- [你的任务] 把下面的全部行排成一个 JSON 字符串列表，每行一个字符串，略去空行，图片不要放进答案。

- [数据行]
______

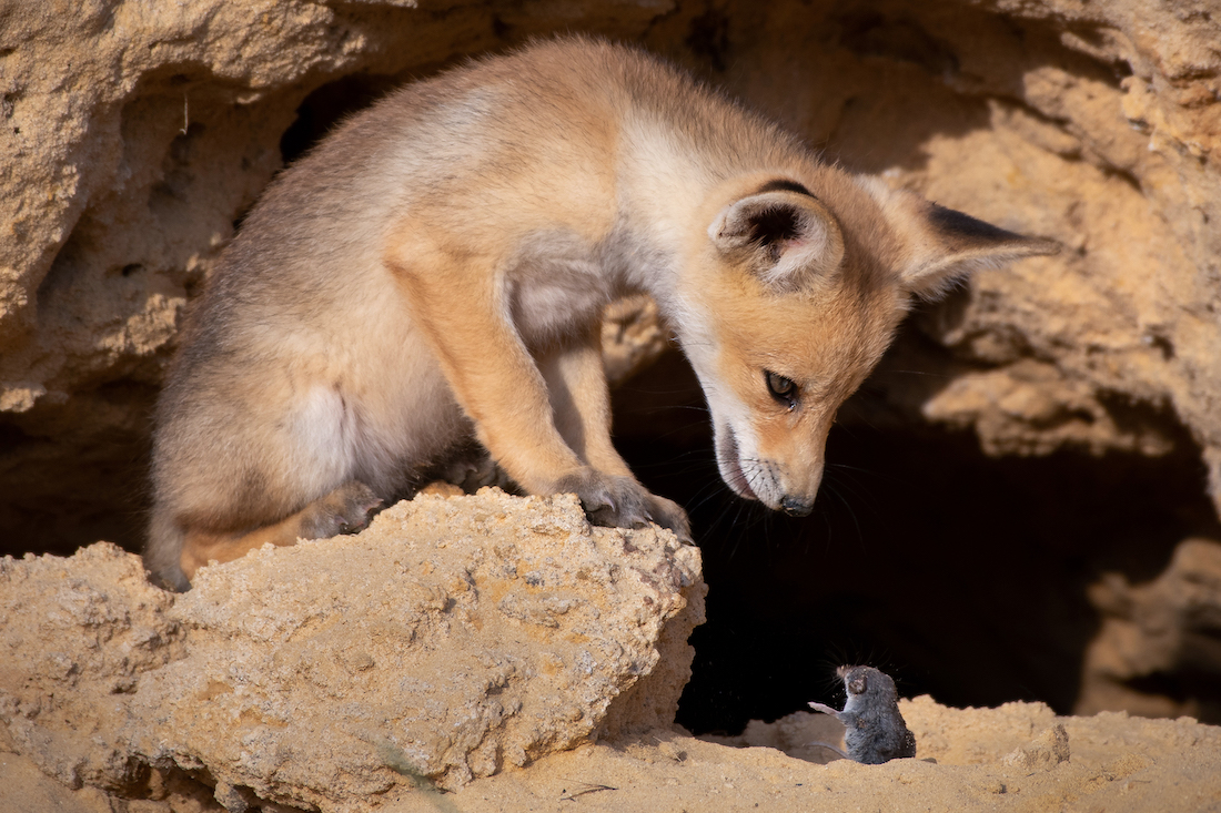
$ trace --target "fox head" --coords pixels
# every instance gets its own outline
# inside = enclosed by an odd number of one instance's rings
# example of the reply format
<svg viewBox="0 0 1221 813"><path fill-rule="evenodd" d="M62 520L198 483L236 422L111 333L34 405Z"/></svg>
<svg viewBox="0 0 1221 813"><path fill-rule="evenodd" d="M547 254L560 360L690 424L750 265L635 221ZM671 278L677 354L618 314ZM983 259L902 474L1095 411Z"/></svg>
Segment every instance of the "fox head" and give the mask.
<svg viewBox="0 0 1221 813"><path fill-rule="evenodd" d="M833 167L726 182L701 219L674 316L717 465L741 497L796 516L813 509L836 410L912 299L1059 248Z"/></svg>

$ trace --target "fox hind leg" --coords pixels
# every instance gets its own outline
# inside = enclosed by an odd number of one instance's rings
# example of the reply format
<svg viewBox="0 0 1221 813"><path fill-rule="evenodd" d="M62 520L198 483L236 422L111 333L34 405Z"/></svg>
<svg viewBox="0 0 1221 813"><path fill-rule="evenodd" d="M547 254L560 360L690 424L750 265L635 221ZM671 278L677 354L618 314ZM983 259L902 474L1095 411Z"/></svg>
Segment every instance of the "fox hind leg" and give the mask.
<svg viewBox="0 0 1221 813"><path fill-rule="evenodd" d="M269 542L289 546L299 538L325 540L354 533L369 524L372 511L381 504L381 498L369 486L353 480L295 514L252 531L225 533L188 527L183 533L179 566L189 580L209 562L232 562Z"/></svg>

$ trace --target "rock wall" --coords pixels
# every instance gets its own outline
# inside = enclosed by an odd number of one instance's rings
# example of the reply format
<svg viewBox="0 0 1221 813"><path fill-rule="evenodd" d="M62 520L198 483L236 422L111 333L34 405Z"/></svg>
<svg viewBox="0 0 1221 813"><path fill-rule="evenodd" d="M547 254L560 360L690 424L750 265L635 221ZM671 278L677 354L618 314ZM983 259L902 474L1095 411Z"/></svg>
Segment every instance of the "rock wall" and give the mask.
<svg viewBox="0 0 1221 813"><path fill-rule="evenodd" d="M0 6L7 549L138 544L148 414L182 309L284 156L397 79L559 31L641 43L851 168L1067 247L921 309L846 424L965 430L993 457L1171 460L1221 504L1211 4L15 1ZM1072 510L1063 525L1088 520ZM1188 642L1221 626L1192 624ZM1201 663L1216 696L1221 668ZM1110 680L1090 674L1082 686Z"/></svg>
<svg viewBox="0 0 1221 813"><path fill-rule="evenodd" d="M122 797L189 778L236 813L364 811L668 728L703 592L668 531L493 490L267 546L178 597L109 543L4 558L0 751Z"/></svg>

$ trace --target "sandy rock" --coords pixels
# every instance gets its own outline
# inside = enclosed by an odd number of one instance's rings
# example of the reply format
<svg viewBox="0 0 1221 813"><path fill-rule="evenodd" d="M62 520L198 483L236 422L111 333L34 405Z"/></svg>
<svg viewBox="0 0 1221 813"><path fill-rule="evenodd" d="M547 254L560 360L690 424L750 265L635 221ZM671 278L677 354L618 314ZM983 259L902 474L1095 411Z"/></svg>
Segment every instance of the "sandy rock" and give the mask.
<svg viewBox="0 0 1221 813"><path fill-rule="evenodd" d="M457 787L596 737L637 682L614 730L667 726L703 594L698 551L668 531L495 490L203 569L176 601L114 546L2 562L15 750L126 795L150 765L186 770L230 811Z"/></svg>
<svg viewBox="0 0 1221 813"><path fill-rule="evenodd" d="M1182 702L1156 692L1166 675L1221 671L1221 544L1187 540L1166 570L1153 581L1132 585L1117 573L1104 574L1089 591L1103 618L1090 642L1082 675L1082 714L1126 708L1150 717L1201 715L1210 706ZM1154 691L1140 691L1148 686Z"/></svg>

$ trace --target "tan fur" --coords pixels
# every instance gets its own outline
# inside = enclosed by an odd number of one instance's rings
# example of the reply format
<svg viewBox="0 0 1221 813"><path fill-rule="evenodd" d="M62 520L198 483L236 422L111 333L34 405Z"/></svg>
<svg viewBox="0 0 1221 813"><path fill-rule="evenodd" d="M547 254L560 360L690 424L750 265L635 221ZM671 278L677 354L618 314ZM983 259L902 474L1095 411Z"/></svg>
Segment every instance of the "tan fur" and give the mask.
<svg viewBox="0 0 1221 813"><path fill-rule="evenodd" d="M835 409L912 293L1049 250L825 166L607 43L409 85L269 187L193 306L147 564L182 590L210 559L354 530L437 472L486 481L473 441L527 492L689 538L609 437L596 327L631 292L691 359L726 482L808 513Z"/></svg>

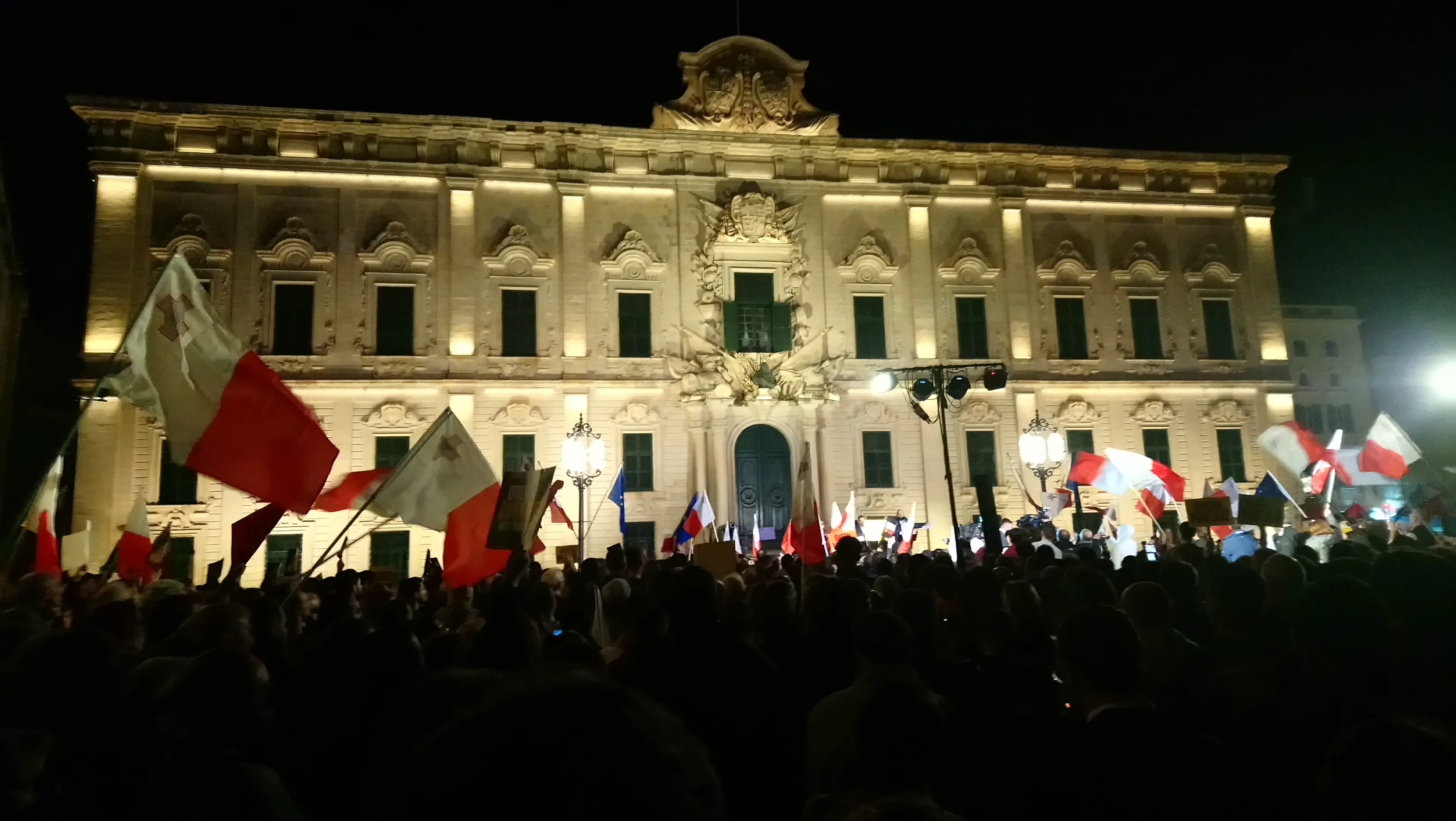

______

- [任务回答]
[
  "$ trace --target \"fox head\" --coords pixels",
  "# every instance gets its own outline",
  "# inside = enclosed by an odd number of one instance's rings",
  "# example of the reply format",
  "<svg viewBox=\"0 0 1221 813\"><path fill-rule=\"evenodd\" d=\"M62 520L198 483L236 422L111 333L34 405Z\"/></svg>",
  "<svg viewBox=\"0 0 1221 813\"><path fill-rule=\"evenodd\" d=\"M547 254L560 360L690 424L750 265L635 221ZM671 278L677 354L618 314ZM983 259L902 474L1095 411Z\"/></svg>",
  "Segment every instance of the \"fox head\" and give the mask.",
  "<svg viewBox=\"0 0 1221 813\"><path fill-rule=\"evenodd\" d=\"M833 167L726 182L701 219L674 316L717 465L741 497L796 516L813 509L836 410L912 299L1059 248Z\"/></svg>",
  "$ trace --target \"fox hind leg\" --coords pixels",
  "# every instance gets its own outline",
  "# inside = enclosed by an odd number of one instance's rings",
  "# example of the reply format",
  "<svg viewBox=\"0 0 1221 813\"><path fill-rule=\"evenodd\" d=\"M62 520L198 483L236 422L111 333L34 405Z\"/></svg>",
  "<svg viewBox=\"0 0 1221 813\"><path fill-rule=\"evenodd\" d=\"M547 254L560 360L690 424L750 265L635 221ZM671 278L677 354L618 314ZM983 259L902 474L1095 411Z\"/></svg>",
  "Segment every instance of the \"fox hind leg\" and give the mask.",
  "<svg viewBox=\"0 0 1221 813\"><path fill-rule=\"evenodd\" d=\"M269 542L289 546L299 538L325 540L354 533L369 524L372 511L381 504L381 498L369 486L353 480L295 514L252 531L225 533L188 527L183 533L179 566L189 580L209 562L232 562Z\"/></svg>",
  "$ trace --target \"rock wall\" --coords pixels",
  "# every instance gets its own outline",
  "# inside = enclosed by an odd number of one instance's rings",
  "# example of the reply format",
  "<svg viewBox=\"0 0 1221 813\"><path fill-rule=\"evenodd\" d=\"M62 520L198 483L236 422L111 333L34 405Z\"/></svg>",
  "<svg viewBox=\"0 0 1221 813\"><path fill-rule=\"evenodd\" d=\"M547 254L560 360L690 424L750 265L635 221ZM671 278L677 354L618 314ZM983 259L902 474L1095 411Z\"/></svg>",
  "Segment every instance of the \"rock wall\" and give the mask.",
  "<svg viewBox=\"0 0 1221 813\"><path fill-rule=\"evenodd\" d=\"M0 6L7 549L138 544L148 414L182 309L284 156L397 79L559 31L641 43L851 168L1067 247L921 309L846 424L965 430L993 457L1171 460L1221 504L1211 4L15 1ZM1072 510L1063 525L1088 520ZM1188 642L1221 626L1192 624ZM1201 663L1216 696L1221 668ZM1110 680L1090 674L1082 686Z\"/></svg>",
  "<svg viewBox=\"0 0 1221 813\"><path fill-rule=\"evenodd\" d=\"M122 797L189 778L236 813L364 811L668 728L703 592L668 531L493 490L267 546L178 597L109 543L4 558L0 751Z\"/></svg>",
  "$ trace --target \"sandy rock\" --coords pixels",
  "# every instance gets its own outline",
  "# inside = enclosed by an odd number of one instance's rings",
  "# example of the reply format",
  "<svg viewBox=\"0 0 1221 813\"><path fill-rule=\"evenodd\" d=\"M62 520L198 483L236 422L111 333L34 405Z\"/></svg>",
  "<svg viewBox=\"0 0 1221 813\"><path fill-rule=\"evenodd\" d=\"M547 254L560 360L690 424L750 265L635 221ZM671 278L677 354L618 314ZM983 259L902 474L1095 411Z\"/></svg>",
  "Segment every instance of the \"sandy rock\" and give the mask.",
  "<svg viewBox=\"0 0 1221 813\"><path fill-rule=\"evenodd\" d=\"M457 787L596 737L637 682L614 730L667 726L703 594L698 551L668 531L495 490L203 569L176 601L114 546L2 562L15 750L126 795L150 765L186 770L230 811Z\"/></svg>",
  "<svg viewBox=\"0 0 1221 813\"><path fill-rule=\"evenodd\" d=\"M1182 702L1156 692L1166 675L1221 671L1221 544L1187 540L1166 570L1153 581L1132 585L1117 573L1104 574L1089 591L1103 618L1090 642L1082 675L1082 714L1126 708L1150 717L1201 715L1210 706ZM1154 691L1140 691L1148 686Z\"/></svg>",
  "$ trace --target \"tan fur\" --coords pixels",
  "# every instance gets its own outline",
  "# inside = enclosed by an odd number of one instance's rings",
  "# example of the reply format",
  "<svg viewBox=\"0 0 1221 813\"><path fill-rule=\"evenodd\" d=\"M62 520L198 483L236 422L111 333L34 405Z\"/></svg>",
  "<svg viewBox=\"0 0 1221 813\"><path fill-rule=\"evenodd\" d=\"M547 254L560 360L690 424L750 265L635 221ZM671 278L677 354L618 314ZM983 259L902 474L1095 411Z\"/></svg>",
  "Segment every instance of the \"tan fur\" and give the mask.",
  "<svg viewBox=\"0 0 1221 813\"><path fill-rule=\"evenodd\" d=\"M835 409L912 293L1049 250L825 166L607 43L409 85L269 187L193 306L147 564L182 590L210 559L354 530L437 472L486 481L473 441L527 492L689 538L609 437L596 327L631 292L691 359L726 482L808 513Z\"/></svg>"
]